Carlos Melles – O Sebrae está oferecendo um conjunto de soluções aos pequenos negócios para que eles possam ampliar sua presença digital e impulsionar suas vendas por meio de ferramentas online. Essa ação vai desde cursos e consultorias gratuitas até parcerias com grandes empresas, como o caso da Magalu. Nessa parceria, por exemplo, a Magazine Luíza, uma das mais importantes plataformas de vendas online do País, está disponibilizando aos clientes do Sebrae (empreendedores) o acesso ao seu marketplace em condições especiais. Os donos de pequenos negócios podem anunciar os seus produtos dentro do site, app e lojas do Magazine Luiza, e vender para os mais de 20 milhões de clientes, potencializando ainda mais o negócio.
Anuário ABAD – Pesquisadores analisam que a pandemia deverá provocar o fechamento definitivo de muitas micro e pequenas empresas. O Sebrae tem estudos a esse respeito? E o que pode ser feito para evitar esse fechamento?

**Dados:**

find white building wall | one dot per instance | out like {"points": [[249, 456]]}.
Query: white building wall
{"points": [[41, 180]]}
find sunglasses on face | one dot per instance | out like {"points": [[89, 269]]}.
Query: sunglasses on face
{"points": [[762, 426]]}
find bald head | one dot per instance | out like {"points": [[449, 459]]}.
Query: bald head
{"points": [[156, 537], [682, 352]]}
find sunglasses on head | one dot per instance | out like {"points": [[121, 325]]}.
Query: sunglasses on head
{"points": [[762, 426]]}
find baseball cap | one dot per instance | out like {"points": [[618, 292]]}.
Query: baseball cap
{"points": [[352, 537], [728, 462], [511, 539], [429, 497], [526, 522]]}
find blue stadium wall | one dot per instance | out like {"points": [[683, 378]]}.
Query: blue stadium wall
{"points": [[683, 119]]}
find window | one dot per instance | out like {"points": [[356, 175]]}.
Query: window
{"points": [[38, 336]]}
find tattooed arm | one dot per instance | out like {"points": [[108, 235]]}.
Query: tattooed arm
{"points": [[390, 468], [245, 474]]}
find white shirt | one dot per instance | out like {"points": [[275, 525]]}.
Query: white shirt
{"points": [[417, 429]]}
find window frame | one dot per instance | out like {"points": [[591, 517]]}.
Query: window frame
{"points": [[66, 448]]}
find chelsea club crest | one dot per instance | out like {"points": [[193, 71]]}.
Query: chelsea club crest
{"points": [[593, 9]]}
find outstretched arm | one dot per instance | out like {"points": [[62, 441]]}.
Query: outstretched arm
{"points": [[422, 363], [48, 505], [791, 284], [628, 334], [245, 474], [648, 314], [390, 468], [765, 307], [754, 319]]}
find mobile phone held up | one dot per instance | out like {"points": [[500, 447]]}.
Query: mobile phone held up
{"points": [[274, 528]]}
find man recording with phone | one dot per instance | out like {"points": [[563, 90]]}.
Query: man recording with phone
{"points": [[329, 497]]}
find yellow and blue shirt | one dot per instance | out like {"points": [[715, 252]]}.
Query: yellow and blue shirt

**Tarefas a realizar:**
1/ Segundo o trecho, os donos de pequenos negócios podem vender para quantos clientes do Magazine Luiza?
2/ Liste todos os canais do Magazine Luiza em que, segundo o trecho, os donos de pequenos negócios podem anunciar seus produtos.
3/ Reescreva em forma de lista o parágrafo do trecho que começa com "Carlos Melles – O Sebrae está oferecendo", mantendo os fatos principais.

**Respostas por item:**
1/ Para mais de 20 milhões de clientes.

2/
- Site
- App
- Lojas

3/
- O Sebrae oferece aos pequenos negócios soluções para ampliar a presença digital e impulsionar as vendas por ferramentas online.
- As soluções vão de cursos e consultorias gratuitas a parcerias com grandes empresas, como a Magalu.
- Na parceria, o Magazine Luiza, uma das mais importantes plataformas de vendas online do País, dá aos clientes do Sebrae (empreendedores) acesso ao seu marketplace em condições especiais.
- Os donos de pequenos negócios podem anunciar seus produtos no site, no app e nas lojas do Magazine Luiza e vender para mais de 20 milhões de clientes.